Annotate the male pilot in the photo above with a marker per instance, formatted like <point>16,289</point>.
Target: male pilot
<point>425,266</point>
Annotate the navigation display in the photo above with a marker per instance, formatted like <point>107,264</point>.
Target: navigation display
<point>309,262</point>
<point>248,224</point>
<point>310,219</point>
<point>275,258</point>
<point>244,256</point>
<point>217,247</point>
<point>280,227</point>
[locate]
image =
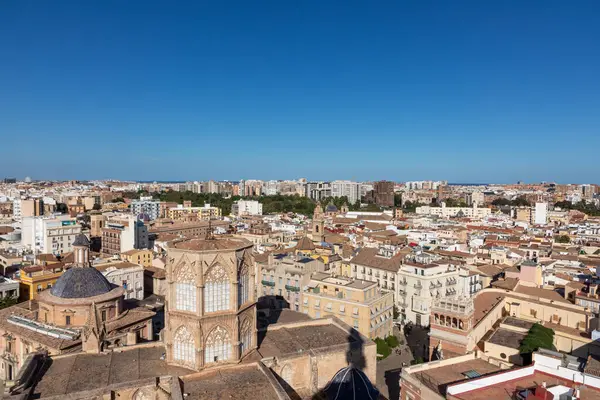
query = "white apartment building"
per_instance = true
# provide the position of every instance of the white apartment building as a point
(541, 214)
(17, 208)
(419, 284)
(448, 212)
(50, 234)
(346, 188)
(414, 284)
(127, 275)
(475, 198)
(146, 205)
(246, 207)
(271, 188)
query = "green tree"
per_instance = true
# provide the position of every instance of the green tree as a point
(62, 208)
(538, 337)
(383, 349)
(563, 239)
(392, 341)
(8, 301)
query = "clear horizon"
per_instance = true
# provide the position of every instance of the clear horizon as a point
(466, 91)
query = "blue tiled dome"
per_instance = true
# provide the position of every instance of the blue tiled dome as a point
(350, 383)
(77, 283)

====================

| WORK REQUIRED |
Put everything from the line containing "Annotate the navigation" down to the last line of the entries into a Markdown table with the columns Row and Line, numbering each row and skipping blank lines. Leave the pictures out of your answer.

| ANSWER TO THE EXERCISE |
| Row | Line |
|---|---|
| 1 | Annotate the navigation display in the photo above with a marker per instance, formatted like <point>107,264</point>. |
| 2 | Target: navigation display |
| 3 | <point>309,262</point> |
| 4 | <point>248,224</point> |
| 5 | <point>310,219</point> |
| 6 | <point>275,258</point> |
| 7 | <point>244,256</point> |
| 8 | <point>217,247</point> |
| 9 | <point>280,227</point> |
| 10 | [locate] |
| 11 | image = |
| 12 | query = "white apartment building" |
| 13 | per_instance = true |
| 14 | # provide the position of every instance of the white apartment building as a point |
| 15 | (541, 214) |
| 16 | (17, 208) |
| 17 | (419, 284) |
| 18 | (448, 212) |
| 19 | (50, 234) |
| 20 | (346, 188) |
| 21 | (414, 284) |
| 22 | (127, 275) |
| 23 | (475, 198) |
| 24 | (146, 205) |
| 25 | (246, 207) |
| 26 | (271, 188) |
| 27 | query = "green tree" |
| 28 | per_instance = true |
| 29 | # provide the position of every instance of the green tree as a point |
| 30 | (62, 208) |
| 31 | (538, 337) |
| 32 | (383, 349) |
| 33 | (563, 239) |
| 34 | (392, 341) |
| 35 | (8, 301) |
| 36 | query = "clear horizon" |
| 37 | per_instance = true |
| 38 | # provide the position of every instance of the clear horizon as a point |
| 39 | (466, 91) |
| 40 | query = "blue tiled dome" |
| 41 | per_instance = true |
| 42 | # provide the position of every instance of the blue tiled dome as a point |
| 43 | (350, 383) |
| 44 | (77, 283) |